- SET TASK 1: According to the passage on FARC captivity, in what year did Rodríguez publish her notes?

- SOURCE PASSAGE:

-=-=-

Women at an anti-FARC protest in Medellin, Colombia
Women at an anti-FARC protest in Medellin, Colombia
Mauricio Rubio

BOGOTA — Maria Carolina Rodríguez, who describes herself as an "upper-middle class mother from Bogotá," was kidnapped by the communist Revolutionary Armed Forces of Colombia (FARC) in 2001. Her captivity allowed her a rare glimpse at how one group of female guerrillas were treated by their male comrades.

Rodríguez kept notes during her captivity, which she published in 2008, six years after her escape called Diario de mi Cautiverio ("Diary of my Captivity.") What follows are some of her observations on gender amid the would-be revolutionaries.

Of the FARC"s fighters she wrote, "all of them were young, some of them too young. They almost seemed like children."

Initially she was surprised by the noises she heard at night, "laughter and exaggerated cries from the women. One of them shouted out as a joke, "they're going to rape me," and laughed. I found their lifestyle astounding, so strange to me. But I had the impression they were having a great time."

-=-=-

- Pointing records:
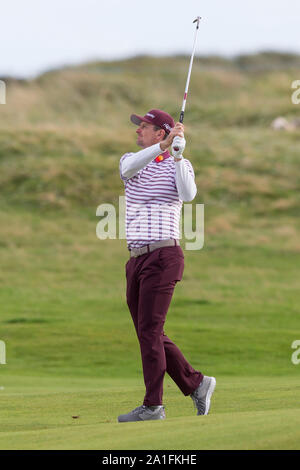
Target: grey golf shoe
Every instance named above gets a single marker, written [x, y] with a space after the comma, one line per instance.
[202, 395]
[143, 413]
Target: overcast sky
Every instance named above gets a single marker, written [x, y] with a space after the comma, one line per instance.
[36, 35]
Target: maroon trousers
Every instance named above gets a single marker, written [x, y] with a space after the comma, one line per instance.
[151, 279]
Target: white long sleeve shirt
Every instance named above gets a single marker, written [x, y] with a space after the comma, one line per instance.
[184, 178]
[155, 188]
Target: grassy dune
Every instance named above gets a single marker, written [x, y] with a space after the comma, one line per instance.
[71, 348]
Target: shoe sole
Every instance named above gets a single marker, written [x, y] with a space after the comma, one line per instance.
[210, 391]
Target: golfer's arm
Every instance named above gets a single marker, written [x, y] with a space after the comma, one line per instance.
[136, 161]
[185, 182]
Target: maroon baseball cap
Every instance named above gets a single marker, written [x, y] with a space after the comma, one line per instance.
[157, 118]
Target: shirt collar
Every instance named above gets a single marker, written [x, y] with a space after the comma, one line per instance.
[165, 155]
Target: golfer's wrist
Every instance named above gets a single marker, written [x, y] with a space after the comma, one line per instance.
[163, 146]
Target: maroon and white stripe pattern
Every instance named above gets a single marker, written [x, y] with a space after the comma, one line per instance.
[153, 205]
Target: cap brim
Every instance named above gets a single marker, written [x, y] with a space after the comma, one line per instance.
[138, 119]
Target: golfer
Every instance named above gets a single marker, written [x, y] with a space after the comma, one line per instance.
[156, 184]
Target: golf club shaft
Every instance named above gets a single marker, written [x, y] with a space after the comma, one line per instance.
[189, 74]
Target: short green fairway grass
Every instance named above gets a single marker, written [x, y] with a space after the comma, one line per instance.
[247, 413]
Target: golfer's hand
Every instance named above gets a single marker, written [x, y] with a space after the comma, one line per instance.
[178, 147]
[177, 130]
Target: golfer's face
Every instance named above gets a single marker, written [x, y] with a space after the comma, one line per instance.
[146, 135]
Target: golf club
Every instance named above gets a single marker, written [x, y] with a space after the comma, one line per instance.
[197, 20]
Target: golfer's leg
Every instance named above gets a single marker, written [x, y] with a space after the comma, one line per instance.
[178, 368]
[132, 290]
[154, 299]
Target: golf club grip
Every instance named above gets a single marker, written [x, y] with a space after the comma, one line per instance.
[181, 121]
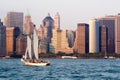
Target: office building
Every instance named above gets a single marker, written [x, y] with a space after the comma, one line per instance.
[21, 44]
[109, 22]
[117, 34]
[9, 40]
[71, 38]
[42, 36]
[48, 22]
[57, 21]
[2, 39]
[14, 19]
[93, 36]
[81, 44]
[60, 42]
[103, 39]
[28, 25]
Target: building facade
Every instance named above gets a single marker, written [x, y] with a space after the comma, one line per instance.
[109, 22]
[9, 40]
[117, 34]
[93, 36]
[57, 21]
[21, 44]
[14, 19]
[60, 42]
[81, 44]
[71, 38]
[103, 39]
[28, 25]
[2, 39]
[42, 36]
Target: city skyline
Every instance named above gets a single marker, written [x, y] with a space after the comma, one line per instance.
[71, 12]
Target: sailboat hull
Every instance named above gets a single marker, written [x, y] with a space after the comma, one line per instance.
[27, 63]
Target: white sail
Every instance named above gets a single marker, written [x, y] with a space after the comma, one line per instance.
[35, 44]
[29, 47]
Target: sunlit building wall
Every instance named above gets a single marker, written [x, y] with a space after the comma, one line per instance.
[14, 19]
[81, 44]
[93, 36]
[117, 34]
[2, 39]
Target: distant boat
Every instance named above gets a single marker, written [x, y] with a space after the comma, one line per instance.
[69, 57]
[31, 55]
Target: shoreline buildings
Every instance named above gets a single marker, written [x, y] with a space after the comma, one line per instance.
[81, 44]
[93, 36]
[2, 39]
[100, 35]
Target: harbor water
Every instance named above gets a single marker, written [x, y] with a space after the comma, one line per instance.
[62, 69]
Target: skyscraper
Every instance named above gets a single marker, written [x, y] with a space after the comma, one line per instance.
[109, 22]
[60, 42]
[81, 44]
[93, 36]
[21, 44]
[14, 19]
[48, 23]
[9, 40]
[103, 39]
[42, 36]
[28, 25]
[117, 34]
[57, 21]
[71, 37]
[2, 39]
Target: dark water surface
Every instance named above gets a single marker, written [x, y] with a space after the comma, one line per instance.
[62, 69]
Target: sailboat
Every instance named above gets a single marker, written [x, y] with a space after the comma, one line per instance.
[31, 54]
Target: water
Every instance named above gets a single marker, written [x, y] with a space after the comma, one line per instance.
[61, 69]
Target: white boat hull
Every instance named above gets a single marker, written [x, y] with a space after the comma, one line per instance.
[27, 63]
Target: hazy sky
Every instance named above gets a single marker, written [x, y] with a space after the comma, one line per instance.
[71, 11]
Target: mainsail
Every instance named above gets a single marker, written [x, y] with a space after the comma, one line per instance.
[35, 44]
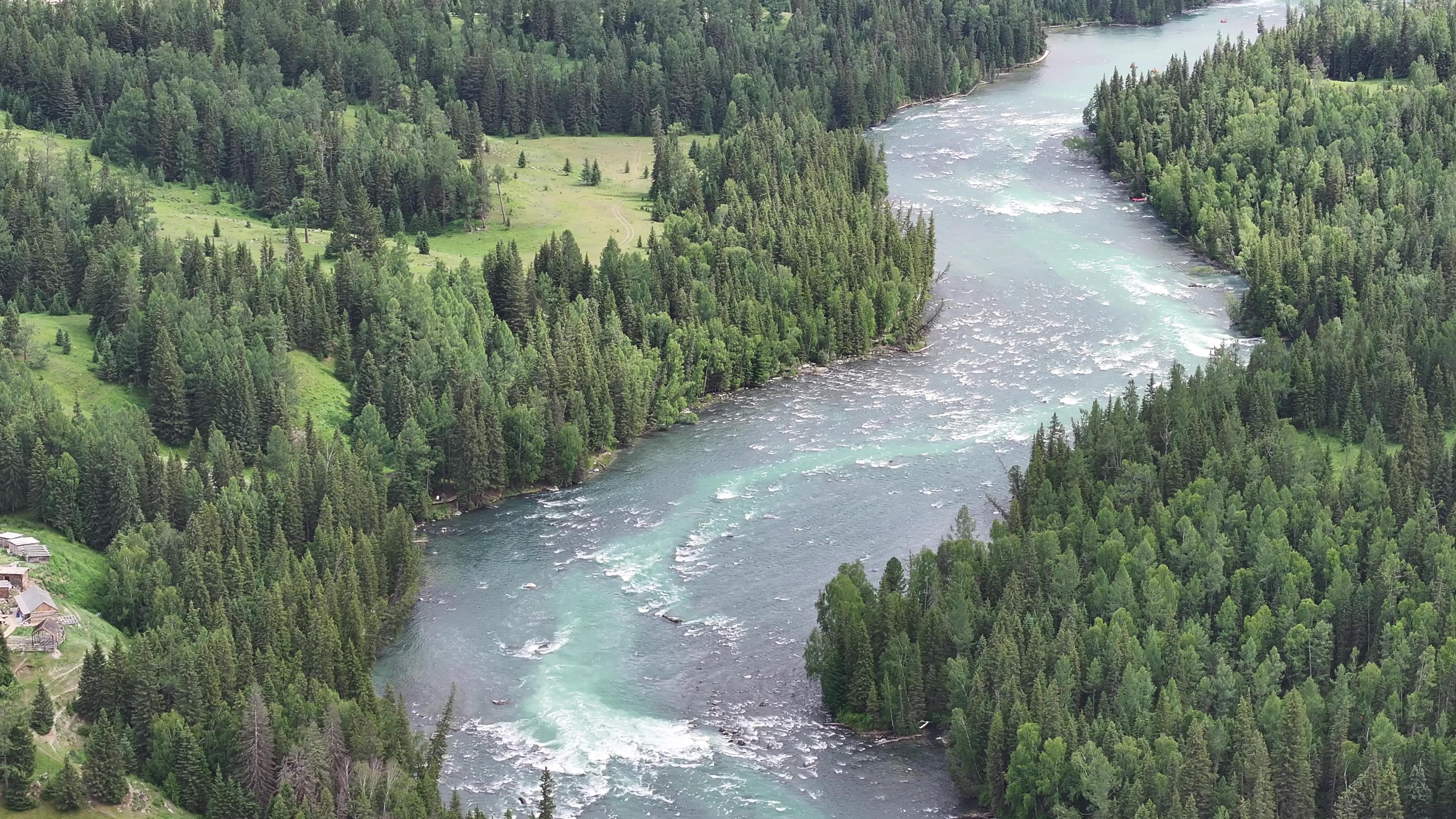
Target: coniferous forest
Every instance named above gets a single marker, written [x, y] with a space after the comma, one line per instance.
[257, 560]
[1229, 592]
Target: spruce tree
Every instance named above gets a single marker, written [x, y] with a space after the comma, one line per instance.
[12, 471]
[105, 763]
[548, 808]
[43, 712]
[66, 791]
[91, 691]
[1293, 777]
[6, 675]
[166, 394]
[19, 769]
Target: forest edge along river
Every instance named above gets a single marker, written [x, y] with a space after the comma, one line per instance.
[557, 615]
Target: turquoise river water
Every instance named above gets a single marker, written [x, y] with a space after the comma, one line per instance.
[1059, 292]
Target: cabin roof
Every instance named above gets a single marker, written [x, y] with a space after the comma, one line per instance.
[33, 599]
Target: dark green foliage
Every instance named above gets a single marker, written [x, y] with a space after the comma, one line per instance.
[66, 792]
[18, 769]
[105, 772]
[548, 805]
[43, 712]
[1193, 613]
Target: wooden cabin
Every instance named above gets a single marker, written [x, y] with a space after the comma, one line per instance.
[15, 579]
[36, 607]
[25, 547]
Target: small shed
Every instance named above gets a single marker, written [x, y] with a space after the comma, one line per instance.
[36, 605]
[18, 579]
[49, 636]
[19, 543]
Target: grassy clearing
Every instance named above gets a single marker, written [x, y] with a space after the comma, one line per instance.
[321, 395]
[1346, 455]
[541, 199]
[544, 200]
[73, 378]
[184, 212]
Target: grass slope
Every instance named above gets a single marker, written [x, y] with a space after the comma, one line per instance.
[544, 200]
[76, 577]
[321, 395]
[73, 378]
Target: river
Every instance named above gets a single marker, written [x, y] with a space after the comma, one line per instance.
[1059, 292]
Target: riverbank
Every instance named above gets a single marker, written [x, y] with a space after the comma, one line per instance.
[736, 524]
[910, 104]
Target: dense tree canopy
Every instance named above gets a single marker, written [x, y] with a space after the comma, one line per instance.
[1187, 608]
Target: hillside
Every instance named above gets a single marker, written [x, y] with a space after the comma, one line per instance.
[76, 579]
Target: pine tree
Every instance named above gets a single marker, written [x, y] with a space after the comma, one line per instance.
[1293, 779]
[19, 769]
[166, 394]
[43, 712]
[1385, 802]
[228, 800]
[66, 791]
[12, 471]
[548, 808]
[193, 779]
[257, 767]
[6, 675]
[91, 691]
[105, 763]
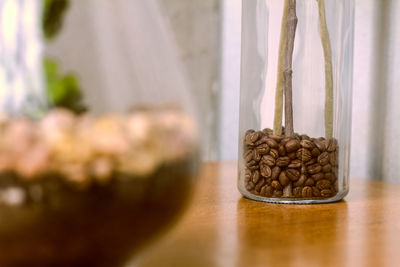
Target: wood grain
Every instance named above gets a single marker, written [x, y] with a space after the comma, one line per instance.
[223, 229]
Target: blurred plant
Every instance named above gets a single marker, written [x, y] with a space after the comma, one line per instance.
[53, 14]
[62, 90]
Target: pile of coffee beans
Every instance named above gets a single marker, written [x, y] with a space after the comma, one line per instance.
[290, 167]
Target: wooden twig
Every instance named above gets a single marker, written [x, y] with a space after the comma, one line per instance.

-=-=-

- SET TASK 2: Render the lines of the records as a Markdown table with the columns "Row" and "Line". Begin at the line that contains "Target: white sail", stop after the line that contains "[1229, 592]", and omit the pictures and any blank lines.

- WRITTEN REPLY 1: 2008

- WRITTEN REPLY 2:
| Row | Line |
|---|---|
| 1 | Target: white sail |
| 2 | Every instance named above gets a single marker, written [x, y] with a space after the comma, one line per instance. |
| 3 | [35, 44] |
| 4 | [29, 47] |
| 5 | Target: sunlit building wall |
| 6 | Every instance named above gets a single marker, written [x, y] with a space after the comma, one line per instance. |
| 7 | [14, 19] |
| 8 | [81, 44] |
| 9 | [93, 36] |
| 10 | [117, 34] |
| 11 | [2, 39] |
| 12 | Target: distant boat |
| 13 | Every instance named above gets a single marker, written [x, y] with a space after the comma, one line per instance. |
| 14 | [69, 57] |
| 15 | [31, 55] |
| 16 | Target: shoreline buildings |
| 17 | Every instance named above gets a single marker, written [x, y] with a space after the comma, one line per instance. |
| 18 | [81, 44] |
| 19 | [93, 36] |
| 20 | [2, 39] |
| 21 | [100, 35] |
| 22 | Target: harbor water |
| 23 | Every instance named above gets a single marker, written [x, y] with a space after the comma, one line per instance. |
| 24 | [62, 69] |
| 25 | Target: skyscraper |
| 26 | Every instance named above gets a single marker, written [x, y] with a space after the comma, one line per instance. |
| 27 | [109, 22] |
| 28 | [60, 42] |
| 29 | [81, 44] |
| 30 | [93, 36] |
| 31 | [21, 44] |
| 32 | [14, 19] |
| 33 | [48, 23] |
| 34 | [9, 40] |
| 35 | [103, 39] |
| 36 | [42, 36] |
| 37 | [28, 25] |
| 38 | [117, 34] |
| 39 | [57, 21] |
| 40 | [71, 37] |
| 41 | [2, 39] |
| 42 | Target: dark water surface |
| 43 | Every instance named above gets a single marker, written [x, y] with a space after the comma, one line per instance. |
| 44 | [62, 69] |
| 45 | Target: sailboat |
| 46 | Every instance named above gets a single marker, written [x, y] with a space after the comma, one line per instance. |
| 47 | [31, 54] |
| 48 | Target: water |
| 49 | Every instance named above gets a single marker, written [x, y] with a space after the comma, one line per instance. |
| 50 | [61, 69] |
| 51 | Target: white boat hull |
| 52 | Every instance named above gets a single marker, written [x, y] with a space after the comma, one line per instance. |
| 53 | [27, 63] |
| 54 | Target: hazy sky |
| 55 | Every instance named above gets a single marker, written [x, y] with a space after the comma, one line per instance. |
| 56 | [71, 11] |
| 57 | Target: mainsail |
| 58 | Every instance named above gets a single marker, written [x, y] with a space after the comma, one line per instance. |
| 59 | [35, 44] |
| 60 | Target: coniferous forest |
| 61 | Every instance named above gets a single marker, written [x, y] with a space after the comma, one line per instance. |
| 62 | [257, 560] |
| 63 | [1229, 592] |